- [To be done]
Render all the records below as a numbered list with no blank lines, and leave the pictures out.

- [Information shown]
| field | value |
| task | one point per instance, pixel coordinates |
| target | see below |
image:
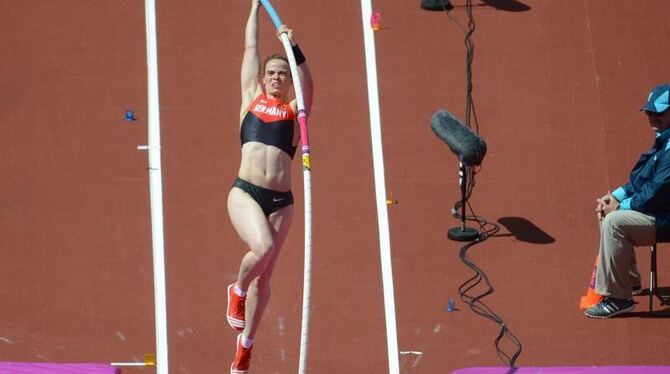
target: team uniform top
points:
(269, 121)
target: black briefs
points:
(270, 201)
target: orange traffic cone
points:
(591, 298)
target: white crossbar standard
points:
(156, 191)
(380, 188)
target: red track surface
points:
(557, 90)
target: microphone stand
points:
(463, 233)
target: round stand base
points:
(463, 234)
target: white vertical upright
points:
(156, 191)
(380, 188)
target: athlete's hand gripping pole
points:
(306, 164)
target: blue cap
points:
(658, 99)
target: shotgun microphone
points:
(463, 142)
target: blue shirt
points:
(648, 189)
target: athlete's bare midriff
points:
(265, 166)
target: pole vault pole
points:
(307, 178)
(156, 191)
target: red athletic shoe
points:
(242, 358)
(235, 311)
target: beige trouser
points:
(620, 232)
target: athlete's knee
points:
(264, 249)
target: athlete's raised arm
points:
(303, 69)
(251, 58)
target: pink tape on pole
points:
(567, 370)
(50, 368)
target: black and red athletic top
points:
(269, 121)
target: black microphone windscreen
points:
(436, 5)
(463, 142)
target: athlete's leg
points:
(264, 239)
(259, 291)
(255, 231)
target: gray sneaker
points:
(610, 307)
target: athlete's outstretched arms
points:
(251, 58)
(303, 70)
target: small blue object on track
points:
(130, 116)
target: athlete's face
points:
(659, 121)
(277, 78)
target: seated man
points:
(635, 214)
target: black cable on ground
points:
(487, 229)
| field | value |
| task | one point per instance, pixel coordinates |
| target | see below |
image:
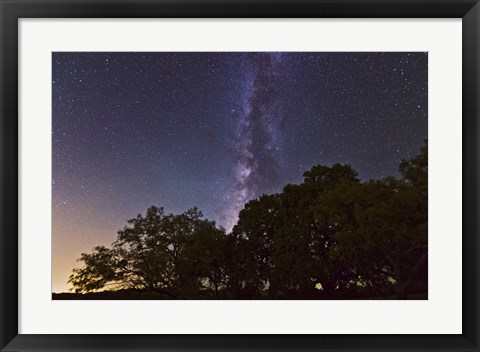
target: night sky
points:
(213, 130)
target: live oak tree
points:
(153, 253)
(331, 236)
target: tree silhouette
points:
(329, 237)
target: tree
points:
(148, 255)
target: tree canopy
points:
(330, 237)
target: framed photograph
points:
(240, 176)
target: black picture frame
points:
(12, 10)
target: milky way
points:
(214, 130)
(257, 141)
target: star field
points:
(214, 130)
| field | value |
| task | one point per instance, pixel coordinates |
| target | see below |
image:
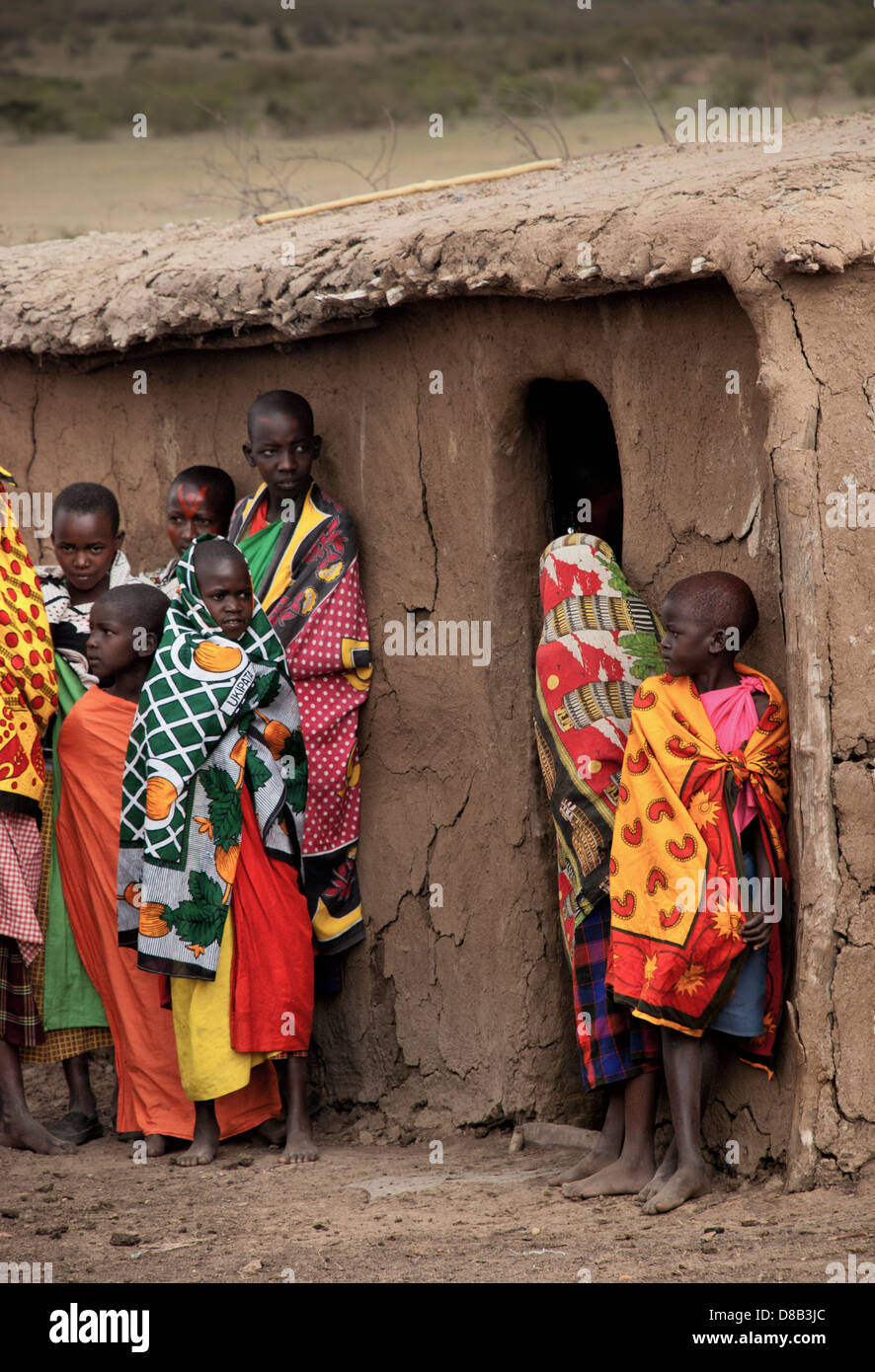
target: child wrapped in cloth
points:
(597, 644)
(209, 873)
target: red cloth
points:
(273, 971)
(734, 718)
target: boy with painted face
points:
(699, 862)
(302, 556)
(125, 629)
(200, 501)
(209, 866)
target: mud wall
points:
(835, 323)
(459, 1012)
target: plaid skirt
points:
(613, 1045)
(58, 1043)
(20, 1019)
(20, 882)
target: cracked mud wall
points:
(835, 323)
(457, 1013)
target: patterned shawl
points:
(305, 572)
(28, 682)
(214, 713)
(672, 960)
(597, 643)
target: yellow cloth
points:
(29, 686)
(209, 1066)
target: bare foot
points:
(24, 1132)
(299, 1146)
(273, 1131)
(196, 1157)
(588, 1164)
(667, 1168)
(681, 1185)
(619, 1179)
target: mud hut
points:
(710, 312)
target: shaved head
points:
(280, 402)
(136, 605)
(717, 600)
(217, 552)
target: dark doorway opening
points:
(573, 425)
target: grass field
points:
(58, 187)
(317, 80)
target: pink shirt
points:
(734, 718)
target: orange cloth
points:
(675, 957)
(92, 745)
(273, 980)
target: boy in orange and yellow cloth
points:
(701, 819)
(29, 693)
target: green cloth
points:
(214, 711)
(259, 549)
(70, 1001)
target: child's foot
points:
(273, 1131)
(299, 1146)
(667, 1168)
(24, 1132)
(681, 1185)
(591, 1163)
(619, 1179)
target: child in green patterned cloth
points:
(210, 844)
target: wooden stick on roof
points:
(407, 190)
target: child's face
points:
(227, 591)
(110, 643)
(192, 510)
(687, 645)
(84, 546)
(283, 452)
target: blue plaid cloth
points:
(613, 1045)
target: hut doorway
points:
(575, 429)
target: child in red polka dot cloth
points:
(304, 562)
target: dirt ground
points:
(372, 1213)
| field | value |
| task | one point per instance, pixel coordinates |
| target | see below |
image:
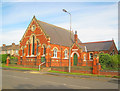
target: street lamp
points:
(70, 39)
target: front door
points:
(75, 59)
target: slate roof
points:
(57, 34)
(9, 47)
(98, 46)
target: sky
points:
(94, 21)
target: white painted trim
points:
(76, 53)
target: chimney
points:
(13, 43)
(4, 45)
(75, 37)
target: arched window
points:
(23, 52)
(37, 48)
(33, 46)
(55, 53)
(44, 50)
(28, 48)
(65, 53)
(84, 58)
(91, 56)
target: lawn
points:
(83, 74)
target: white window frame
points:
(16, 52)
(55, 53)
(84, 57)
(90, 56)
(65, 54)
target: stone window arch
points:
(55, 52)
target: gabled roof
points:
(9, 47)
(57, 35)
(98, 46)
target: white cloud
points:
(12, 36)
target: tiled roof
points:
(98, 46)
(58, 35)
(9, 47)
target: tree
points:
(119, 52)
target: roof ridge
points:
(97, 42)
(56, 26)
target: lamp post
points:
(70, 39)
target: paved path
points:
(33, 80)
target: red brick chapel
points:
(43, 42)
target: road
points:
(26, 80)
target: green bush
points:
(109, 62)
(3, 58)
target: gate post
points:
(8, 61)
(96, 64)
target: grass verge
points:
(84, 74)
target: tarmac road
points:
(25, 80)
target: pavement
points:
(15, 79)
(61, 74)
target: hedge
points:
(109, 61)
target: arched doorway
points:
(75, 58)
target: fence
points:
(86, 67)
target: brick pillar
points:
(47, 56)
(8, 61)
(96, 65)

- [Exercise output]
1. | field | value |
2. | task | one point per instance, pixel coordinates |
3. | target | see below |
4. image:
5. target: team uniform top
6. points:
7. (269, 121)
8. target: black briefs
9. points:
10. (270, 201)
11. target: orange traffic cone
12. points:
13. (591, 298)
14. target: white crossbar standard
15. points:
16. (156, 191)
17. (380, 188)
18. target: red track surface
19. points:
20. (557, 90)
21. target: microphone stand
22. points:
23. (463, 233)
24. target: round stand base
25. points:
26. (463, 234)
27. target: white vertical upright
28. points:
29. (156, 191)
30. (380, 188)
31. target: athlete's hand gripping pole
32. points:
33. (306, 164)
34. target: blue cap
35. points:
36. (658, 99)
37. target: shotgun microphone
38. points:
39. (463, 142)
40. target: blue shirt
41. points:
42. (648, 189)
43. target: athlete's bare midriff
44. points:
45. (265, 166)
46. target: pole vault pole
47. points:
48. (307, 178)
49. (156, 191)
50. target: red athletic shoe
51. points:
52. (242, 358)
53. (235, 311)
54. target: beige trouser
55. points:
56. (620, 232)
57. target: athlete's knee
58. points:
59. (264, 249)
60. target: athlete's raised arm
61. points:
62. (303, 69)
63. (251, 58)
64. target: pink tape on pole
65. points:
66. (567, 370)
67. (50, 368)
68. target: black and red athletic top
69. points:
70. (269, 121)
71. target: black microphone windscreen
72. points:
73. (436, 5)
74. (463, 142)
75. target: athlete's leg
76. points:
77. (264, 239)
78. (259, 291)
79. (255, 231)
80. target: gray sneaker
81. points:
82. (610, 307)
83. target: athlete's outstretched arms
84. points:
85. (251, 58)
86. (303, 70)
87. target: small blue object on track
88. points:
89. (130, 116)
90. target: athlete's face
91. points:
92. (659, 121)
93. (277, 78)
94. target: seated man
95. points:
96. (635, 214)
97. target: black cable on ground
98. points:
99. (487, 229)
100. | field | value |
101. | task | one point per instance, pixel coordinates |
102. | target | see below |
103. image:
104. target: night sky
105. points:
106. (213, 130)
107. target: live oak tree
108. points:
109. (153, 253)
110. (331, 236)
111. target: tree silhouette
112. points:
113. (329, 237)
114. target: tree
115. points:
116. (148, 255)
117. target: tree canopy
118. points:
119. (330, 237)
120. target: framed photograph
121. points:
122. (240, 176)
123. target: black picture frame
124. points:
125. (12, 10)
126. target: milky way
127. points:
128. (214, 130)
129. (257, 141)
130. target: star field
131. points:
132. (214, 130)
133. | field | value |
134. | task | one point per instance, pixel coordinates |
135. | target | see below |
136. image:
137. target: child wrapped in cloth
138. points:
139. (597, 644)
140. (209, 873)
141. target: red cloth
142. points:
143. (273, 971)
144. (734, 718)
145. target: boy with painted face
146. points:
147. (699, 862)
148. (302, 556)
149. (125, 629)
150. (200, 501)
151. (209, 866)
152. target: mud wall
153. points:
154. (835, 323)
155. (459, 1012)
156. target: plaid skirt
157. points:
158. (613, 1045)
159. (58, 1043)
160. (20, 1019)
161. (20, 882)
162. target: cracked mud wall
163. points:
164. (835, 323)
165. (457, 1013)
166. target: patterned shawl
167. points:
168. (305, 572)
169. (28, 682)
170. (214, 713)
171. (672, 960)
172. (597, 643)
173. target: yellow cloth
174. points:
175. (29, 686)
176. (209, 1066)
177. target: bare foot
178. points:
179. (24, 1132)
180. (299, 1146)
181. (273, 1131)
182. (196, 1157)
183. (588, 1164)
184. (667, 1168)
185. (681, 1185)
186. (619, 1179)
187. target: mud hut
188. points:
189. (710, 312)
190. target: shaved head
191. points:
192. (280, 402)
193. (136, 605)
194. (717, 600)
195. (217, 552)
196. target: dark doorway opening
197. points:
198. (573, 425)
199. target: grass field
200. points:
201. (58, 187)
202. (317, 80)
203. target: pink shirt
204. points:
205. (734, 718)
206. target: orange cloth
207. points:
208. (675, 957)
209. (92, 745)
210. (273, 980)
211. target: boy in orange and yellow cloth
212. points:
213. (701, 819)
214. (29, 693)
215. target: green cloth
216. points:
217. (214, 711)
218. (259, 549)
219. (70, 1001)
220. target: child's foot
221. points:
222. (273, 1131)
223. (299, 1146)
224. (667, 1168)
225. (24, 1132)
226. (681, 1185)
227. (591, 1163)
228. (619, 1179)
229. target: child in green patterned cloth
230. points:
231. (210, 844)
232. target: wooden stick on roof
233. points:
234. (407, 190)
235. target: child's face
236. points:
237. (227, 591)
238. (110, 643)
239. (192, 510)
240. (687, 645)
241. (84, 546)
242. (283, 452)
243. target: blue plaid cloth
244. points:
245. (613, 1045)
246. target: hut doorway
247. points:
248. (575, 429)
249. target: child in red polka dot cloth
250. points:
251. (304, 562)
252. target: dirt ground
253. points:
254. (372, 1213)
255. | field | value |
256. | task | one point per instance, pixel coordinates |
257. | target | see below |
258. image:
259. target: street lamp
260. points:
261. (70, 39)
262. target: front door
263. points:
264. (75, 59)
265. target: slate roof
266. points:
267. (57, 34)
268. (9, 47)
269. (98, 46)
270. target: sky
271. points:
272. (94, 21)
273. target: white painted trim
274. points:
275. (76, 53)
276. target: chimney
277. points:
278. (13, 43)
279. (4, 45)
280. (75, 37)
281. target: arched window
282. points:
283. (23, 52)
284. (37, 48)
285. (33, 46)
286. (55, 53)
287. (44, 50)
288. (28, 48)
289. (65, 53)
290. (84, 58)
291. (91, 56)
292. target: lawn
293. points:
294. (83, 74)
295. target: white window frame
296. points:
297. (16, 52)
298. (55, 53)
299. (84, 57)
300. (90, 56)
301. (65, 54)
302. target: stone window arch
303. points:
304. (55, 52)
305. target: gabled roof
306. points:
307. (9, 47)
308. (57, 35)
309. (98, 46)
310. target: white cloud
311. points:
312. (12, 36)
313. target: tiled roof
314. points:
315. (98, 46)
316. (58, 35)
317. (9, 47)
318. target: tree
319. points:
320. (119, 52)
321. target: roof ridge
322. points:
323. (97, 42)
324. (56, 26)
325. target: lamp post
326. points:
327. (70, 39)
328. target: paved path
329. points:
330. (33, 80)
331. target: red brick chapel
332. points:
333. (43, 42)
334. target: road
335. points:
336. (26, 80)
337. target: green bush
338. points:
339. (109, 62)
340. (3, 58)
341. target: gate post
342. points:
343. (8, 61)
344. (96, 64)
345. target: grass verge
346. points:
347. (84, 74)
348. target: tarmac road
349. points:
350. (25, 80)
351. target: pavement
352. points:
353. (15, 79)
354. (61, 74)
355. target: hedge
356. points:
357. (109, 61)
358. target: arched doorway
359. points:
360. (75, 58)
361. target: fence
362. points:
363. (86, 67)
364. target: brick pillar
365. points:
366. (47, 56)
367. (8, 61)
368. (96, 65)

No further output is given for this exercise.